__Directions__:
Locate the line that contains "of the truck" in the entries below. Retype it and all following lines through the final one, character for character.

__Data lines__:
※

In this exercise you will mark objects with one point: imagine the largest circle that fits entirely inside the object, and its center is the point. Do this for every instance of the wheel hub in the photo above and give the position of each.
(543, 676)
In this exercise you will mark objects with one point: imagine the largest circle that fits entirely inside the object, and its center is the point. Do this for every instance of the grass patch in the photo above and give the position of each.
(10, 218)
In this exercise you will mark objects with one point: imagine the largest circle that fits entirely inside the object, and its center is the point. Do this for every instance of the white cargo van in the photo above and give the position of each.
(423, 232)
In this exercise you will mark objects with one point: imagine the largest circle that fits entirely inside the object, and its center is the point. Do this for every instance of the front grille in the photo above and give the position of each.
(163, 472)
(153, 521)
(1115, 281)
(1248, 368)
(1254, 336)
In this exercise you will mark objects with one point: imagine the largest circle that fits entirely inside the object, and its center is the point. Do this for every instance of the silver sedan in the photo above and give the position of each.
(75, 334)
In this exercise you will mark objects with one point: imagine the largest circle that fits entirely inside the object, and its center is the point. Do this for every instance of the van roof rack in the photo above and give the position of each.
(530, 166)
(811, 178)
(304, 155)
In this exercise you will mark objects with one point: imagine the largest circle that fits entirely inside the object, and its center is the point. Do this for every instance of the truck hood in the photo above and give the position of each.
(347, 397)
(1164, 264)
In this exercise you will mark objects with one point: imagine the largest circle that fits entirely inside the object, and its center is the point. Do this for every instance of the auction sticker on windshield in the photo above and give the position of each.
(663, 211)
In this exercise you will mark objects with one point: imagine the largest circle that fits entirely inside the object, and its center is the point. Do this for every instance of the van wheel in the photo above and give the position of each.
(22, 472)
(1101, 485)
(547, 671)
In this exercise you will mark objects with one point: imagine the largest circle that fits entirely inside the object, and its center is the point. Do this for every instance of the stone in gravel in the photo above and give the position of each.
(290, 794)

※

__Answer below__:
In this exercise you will mark objects with one point: imagine the largest circle that fits entirely inside the object, and its center is the point. Do this for every instance of the truck hood in the photo above and give the position of each.
(347, 397)
(1164, 264)
In this exercise you will mark objects with one point: imagine the largest circle that fits entirely inside the object, and its center is the point. Do this for every instance of the auction sticker on windshield in the photo above and give the position of each.
(663, 211)
In this exercise you will mark objects with one point: imagine the largest circle that fits entirely inside the object, and its center is the point. Do this for every instance of the van wheel in the photo above and give the position of each.
(22, 472)
(1101, 485)
(547, 671)
In this exercise you will mark objects with one point: imagine the largest circle that fits entirely inside the object, and its center is the point. Do this for every instance of the stone in gravel in the photo above and give the position of each.
(290, 794)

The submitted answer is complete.